-- Source material follows --
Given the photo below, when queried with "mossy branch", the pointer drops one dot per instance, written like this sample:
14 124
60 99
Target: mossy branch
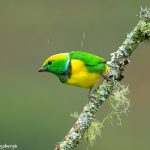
117 63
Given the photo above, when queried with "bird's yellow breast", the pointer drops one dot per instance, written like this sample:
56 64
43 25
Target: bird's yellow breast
80 75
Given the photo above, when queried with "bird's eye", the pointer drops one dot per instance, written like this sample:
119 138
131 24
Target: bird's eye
49 62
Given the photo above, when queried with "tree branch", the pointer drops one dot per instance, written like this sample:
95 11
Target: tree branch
117 63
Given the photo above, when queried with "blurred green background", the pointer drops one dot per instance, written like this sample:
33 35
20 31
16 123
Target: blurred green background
35 107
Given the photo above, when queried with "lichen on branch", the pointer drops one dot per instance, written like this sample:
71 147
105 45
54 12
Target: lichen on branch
119 59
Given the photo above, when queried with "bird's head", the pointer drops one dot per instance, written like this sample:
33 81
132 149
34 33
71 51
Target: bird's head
56 64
-- Source material concluded --
▶ [Task prompt]
The records above should be duplicated exactly, with none of their pictures kept.

▶ [Answer section]
Given the photo below, when queried with "mossy branch", the pointer drops one dot per instance, written like this sample:
14 124
60 99
Target: mossy branch
117 63
Given the photo above, when queried with "bird's yellow breast", the pointer drops one dot per instance, written like this sample:
56 64
43 25
Target: bird's yellow breast
80 75
Given the photo above, when queried with "bird's eye", the pointer drops one dot per instance, written like this sample:
119 138
131 24
Target: bird's eye
49 62
Given the photo above, when queried with "tree branch", the pointer drops one dot per instance, written like this sample:
95 11
Target: tree branch
117 63
Given the photo above, when queried with "blurred green background", the pointer drops one dot per instance, written like this sample:
33 35
20 31
16 123
Target: blurred green background
35 107
Given the photo above, when queried with "lichen on branch", the pointer drops one dot per instance, written like this sample:
71 147
105 45
54 12
Target: lichen on branch
119 59
Given the photo above, when queried with "bird's head", the pointer drops one dot per instance, written like this sample:
33 81
132 149
34 33
71 51
Target: bird's head
56 64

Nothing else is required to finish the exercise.